[Natural-language object grounding data]
================
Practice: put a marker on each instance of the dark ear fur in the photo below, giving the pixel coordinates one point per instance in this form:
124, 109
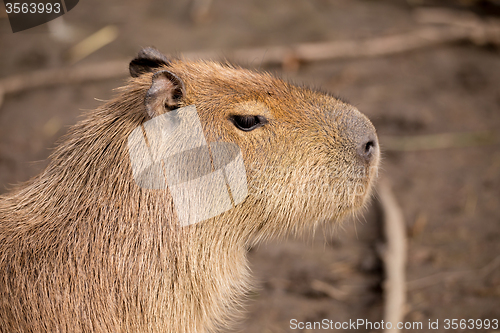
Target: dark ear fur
165, 93
148, 60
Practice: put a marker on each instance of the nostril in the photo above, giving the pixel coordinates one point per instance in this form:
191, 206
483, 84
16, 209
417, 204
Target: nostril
369, 146
367, 149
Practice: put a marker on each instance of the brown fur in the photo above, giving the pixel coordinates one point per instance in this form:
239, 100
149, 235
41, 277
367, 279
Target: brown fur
84, 249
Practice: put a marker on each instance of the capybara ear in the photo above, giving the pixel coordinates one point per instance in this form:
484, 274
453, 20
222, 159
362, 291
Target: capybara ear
148, 60
165, 93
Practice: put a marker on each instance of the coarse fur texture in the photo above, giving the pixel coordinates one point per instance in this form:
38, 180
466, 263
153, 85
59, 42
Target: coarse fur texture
84, 249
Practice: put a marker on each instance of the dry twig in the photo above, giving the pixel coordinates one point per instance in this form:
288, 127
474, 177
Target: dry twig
394, 257
426, 36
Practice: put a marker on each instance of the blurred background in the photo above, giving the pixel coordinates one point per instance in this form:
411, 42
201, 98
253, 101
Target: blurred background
435, 104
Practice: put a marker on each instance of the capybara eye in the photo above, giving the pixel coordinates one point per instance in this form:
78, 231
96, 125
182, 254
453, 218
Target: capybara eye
248, 123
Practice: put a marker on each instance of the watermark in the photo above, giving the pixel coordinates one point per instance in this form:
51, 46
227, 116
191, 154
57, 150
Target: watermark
31, 13
364, 324
170, 151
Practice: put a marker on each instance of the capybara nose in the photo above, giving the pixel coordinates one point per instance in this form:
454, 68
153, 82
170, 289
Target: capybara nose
368, 147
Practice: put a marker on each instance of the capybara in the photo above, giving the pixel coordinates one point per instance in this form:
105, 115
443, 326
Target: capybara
90, 246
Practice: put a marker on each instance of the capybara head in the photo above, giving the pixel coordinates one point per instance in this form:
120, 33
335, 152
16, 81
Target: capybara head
308, 156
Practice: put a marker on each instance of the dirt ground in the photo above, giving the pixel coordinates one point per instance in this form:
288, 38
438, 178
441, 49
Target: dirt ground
450, 197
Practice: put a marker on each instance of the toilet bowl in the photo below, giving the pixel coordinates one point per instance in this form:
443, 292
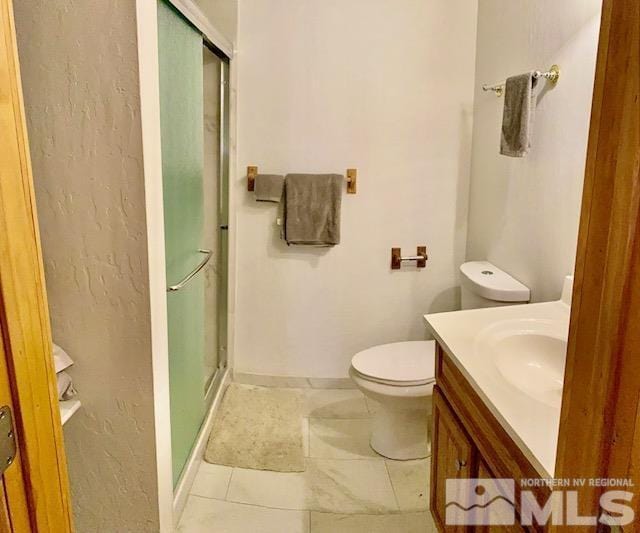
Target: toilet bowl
399, 377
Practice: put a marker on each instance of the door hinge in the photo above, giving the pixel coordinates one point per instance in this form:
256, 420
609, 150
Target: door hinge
7, 439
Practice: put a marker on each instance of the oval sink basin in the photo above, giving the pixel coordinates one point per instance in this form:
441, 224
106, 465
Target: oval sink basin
530, 355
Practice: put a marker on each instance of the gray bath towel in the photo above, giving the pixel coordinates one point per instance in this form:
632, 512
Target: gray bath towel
517, 117
311, 209
268, 187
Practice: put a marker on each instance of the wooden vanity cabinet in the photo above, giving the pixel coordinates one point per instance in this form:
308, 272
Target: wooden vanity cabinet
469, 442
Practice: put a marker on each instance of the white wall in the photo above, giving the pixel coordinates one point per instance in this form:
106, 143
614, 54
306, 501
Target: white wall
223, 15
523, 213
80, 76
383, 86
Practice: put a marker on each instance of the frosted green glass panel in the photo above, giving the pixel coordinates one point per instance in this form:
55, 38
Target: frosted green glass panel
181, 120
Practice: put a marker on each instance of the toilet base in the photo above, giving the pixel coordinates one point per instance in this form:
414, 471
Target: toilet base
401, 434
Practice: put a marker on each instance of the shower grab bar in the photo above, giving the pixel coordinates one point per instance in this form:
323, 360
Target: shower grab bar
193, 273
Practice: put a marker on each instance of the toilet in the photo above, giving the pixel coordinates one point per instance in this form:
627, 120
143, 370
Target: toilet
400, 376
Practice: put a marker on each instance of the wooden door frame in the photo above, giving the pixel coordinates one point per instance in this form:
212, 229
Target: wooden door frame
36, 485
600, 420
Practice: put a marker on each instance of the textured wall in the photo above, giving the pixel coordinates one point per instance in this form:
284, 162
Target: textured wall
384, 86
80, 77
523, 213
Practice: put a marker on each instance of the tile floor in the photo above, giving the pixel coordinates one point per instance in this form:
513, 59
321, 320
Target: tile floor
346, 487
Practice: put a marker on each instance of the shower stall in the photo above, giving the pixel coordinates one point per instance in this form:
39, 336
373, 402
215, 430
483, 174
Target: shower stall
194, 123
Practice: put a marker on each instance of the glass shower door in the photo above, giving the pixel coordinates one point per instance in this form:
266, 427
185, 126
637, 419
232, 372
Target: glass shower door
194, 126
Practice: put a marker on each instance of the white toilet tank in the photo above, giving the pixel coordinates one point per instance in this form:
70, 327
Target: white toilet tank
485, 285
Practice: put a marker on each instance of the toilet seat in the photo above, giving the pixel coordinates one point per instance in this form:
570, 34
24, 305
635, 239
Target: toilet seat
400, 364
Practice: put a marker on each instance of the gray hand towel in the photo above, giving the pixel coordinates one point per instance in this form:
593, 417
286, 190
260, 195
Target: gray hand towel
517, 117
268, 187
311, 209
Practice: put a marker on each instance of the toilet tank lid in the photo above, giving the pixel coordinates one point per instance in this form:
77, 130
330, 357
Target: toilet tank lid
488, 281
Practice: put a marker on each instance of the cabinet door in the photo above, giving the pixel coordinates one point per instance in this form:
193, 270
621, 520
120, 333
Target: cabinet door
454, 457
485, 473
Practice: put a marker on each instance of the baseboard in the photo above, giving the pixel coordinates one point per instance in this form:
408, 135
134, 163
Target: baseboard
185, 482
293, 381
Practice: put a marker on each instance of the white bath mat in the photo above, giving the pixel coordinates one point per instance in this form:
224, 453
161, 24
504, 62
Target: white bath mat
258, 428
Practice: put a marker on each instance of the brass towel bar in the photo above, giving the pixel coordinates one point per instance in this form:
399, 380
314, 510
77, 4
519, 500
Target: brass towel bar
351, 178
553, 74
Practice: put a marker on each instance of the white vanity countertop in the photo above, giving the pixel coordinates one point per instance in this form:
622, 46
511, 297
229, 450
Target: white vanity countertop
================
◆ What is expected ◆
All of the data must be set down exactly, with no pictures included.

◆ Written response ◆
Practice: put a marker on each instance of the dark ear fur in the photo below, giving the pixel coordinates one point per instance in this form:
124, 109
Target: dark ear fur
165, 93
148, 60
Practice: put a marker on each instance of the nostril in the photo above, giving the pixel coordinates one point per instance in this form:
191, 206
483, 84
16, 209
417, 204
Target: nostril
369, 146
367, 149
Practice: put a marker on each instance of the brown fur in the photo above, giving the pixel coordinates one point per instance in this form:
239, 100
149, 235
41, 277
367, 279
Target: brown fur
84, 249
Practice: put a marker on each instance of the capybara ear in the photo above, giving the pixel coordinates one point per instance in this form:
484, 274
453, 20
222, 159
362, 291
Target: capybara ear
148, 60
165, 93
Practice: put a marker on each instance of the coarse fur texture in the photo above, giving the pixel coordinates one point per instance in this form:
38, 180
466, 263
153, 85
59, 42
Target: coarse fur texture
84, 249
Practice: put a marker on each instance of the dry twig in the photo above, giving the pixel coordinates one point per instance in this form:
288, 127
474, 177
Target: dry twig
394, 257
426, 36
Practice: put a marker on each instance of the blurred background in the photo above, giving the pixel coordinates one point per instance in this form:
411, 42
201, 98
253, 101
Target: blurred background
435, 104
Practice: put a marker on each instance of the capybara eye in the photo above, giving the pixel coordinates one point per instance in this form:
78, 231
96, 125
182, 254
453, 218
Target: capybara eye
248, 123
Practice: put a marker on each instance of the watermark in the photo above, giving the pixel coordinates one point per instance in this form:
51, 46
227, 116
191, 154
57, 150
Target: watermark
31, 13
364, 324
170, 151
Practice: put a marker on each instance of the capybara nose in the photo above, giving the pixel coordinates one point per instance in this form:
454, 68
153, 82
170, 289
Target: capybara nose
368, 147
Practice: put a marker on each instance of the capybara in the photo above, giving the pixel coordinates one point per instance in this form:
105, 115
443, 326
Target: capybara
90, 246
Practice: put a marker on each instance of the capybara head in the photo above, giving the pixel coordinates one point per instance in this form:
120, 33
335, 152
16, 81
Target: capybara head
308, 156
Practice: put a marker on each instance of the dirt ground in the photo above, giving the pixel coordinates one point per instance in this form:
288, 38
438, 178
441, 49
Target: dirt ground
450, 197
Practice: put a marker on each instance of the toilet bowl in the photo below, giving the pixel coordinates one point per instance in this form:
443, 292
Target: toilet bowl
399, 377
Practice: put a marker on each instance of the door hinge in the photo above, giving the pixel coordinates one point per instance in this form:
256, 420
609, 150
Target: door hinge
7, 439
Practice: put a marker on each instance of the oval sink basin in the photo above, giving the pixel coordinates one point per instance in this form:
441, 224
106, 465
Target: oval sink basin
530, 355
Practice: put a marker on each instance of the gray bath towel in the photo above, giving the pixel coordinates one point per instance in this form:
632, 512
Target: gray bath towel
517, 117
311, 209
268, 187
Practice: put a marker on each instance of the wooden vanity cabinet in the photo above, giving the pixel coordinates one point per instance in this form:
308, 272
Target: wooden vanity cabinet
469, 442
Practice: put a marker on each instance of the white wall in the photo above, giving the pixel coordinates one point per instance in this form:
106, 143
614, 54
306, 501
Target: white wall
223, 15
523, 213
80, 76
383, 86
Practice: put a marker on each instance of the frosted green glass panel in the photo above, giving the pixel coordinates one point per instance in this form:
55, 38
Target: frosted green glass panel
181, 120
Practice: put a marker on each instance of the toilet base in the photo above, giving the pixel coordinates one point per instance in this form:
414, 471
Target: toilet base
401, 434
Practice: put a marker on each instance of the shower grab bar in the photo above, giving the pixel coordinates one point per instance in this form:
323, 360
Target: shower grab bar
193, 273
Practice: put a marker on each instance of the toilet in the photo above, giving the pixel coordinates one point per instance in this form:
627, 120
143, 370
Target: toilet
400, 376
Practice: put a marker on each instance of the wooden door frame in the photo above, giving the pixel coordinates one point per instance in this form:
212, 229
Target: wooden door frame
36, 485
600, 420
Practice: put a marker on each instance of the textured wall in the photo above, giving the pixel coordinates one point per instance in this form:
284, 162
Target: textured wall
384, 86
80, 77
523, 213
Practice: put a marker on each instance of the tile floor in the photo above, giving the pixel coordinates one point per instance in this form:
513, 59
321, 320
Target: tile floor
346, 487
Practice: put a marker on each instance of the shower stall in the photo above, giving the pixel coordinates one point per instance in this form:
39, 336
373, 402
215, 430
483, 174
Target: shower stall
194, 123
Practice: put a marker on each instance of the glass shower door in the photo above, giving the pixel coordinates one point per instance in this form:
266, 427
185, 126
637, 419
232, 372
Target: glass shower door
194, 126
Practice: put a marker on each instance of the white toilet tank in the photo above, giving the pixel coordinates one point per instance in this form:
70, 327
Target: white toilet tank
485, 285
Practice: put a marker on each instance of the toilet seat in the photo above, giving the pixel coordinates one point per instance in this form:
570, 34
24, 305
635, 239
Target: toilet seat
400, 364
Practice: put a marker on each instance of the gray hand towel in the photo above, giving the pixel coordinates one point per instance in this form:
593, 417
286, 190
260, 195
Target: gray hand towel
517, 117
268, 187
311, 209
Practice: put a marker on each instance of the toilet tank lid in the photo above, giving the pixel coordinates one point per instance in this form:
77, 130
330, 357
Target: toilet tank lid
488, 281
Practice: put a marker on each instance of the cabinet door in the photo above, giving the pixel coordinates one point per instance in this form:
193, 270
621, 520
120, 333
Target: cabinet door
454, 457
485, 473
Practice: put a marker on each instance of the baseboard in the photo above, giving the pixel coordinates one point per instance in this form:
408, 135
134, 163
Target: baseboard
185, 482
293, 381
Practice: put a marker on each instance of the white bath mat in the photo above, giving the pixel coordinates one point per instance in this form:
224, 453
161, 24
504, 62
Target: white bath mat
258, 428
Practice: put a marker on each instance of the brass towel bar in the photo above, giving the pixel coordinates one point per instance in this form:
399, 380
314, 510
77, 4
519, 500
Target: brass towel bar
351, 178
553, 74
Practice: put a marker on each instance of the white vanity countertop in the photo above, giving the pixel coordinates one point per instance in this form:
622, 46
511, 297
229, 450
Target: white vanity countertop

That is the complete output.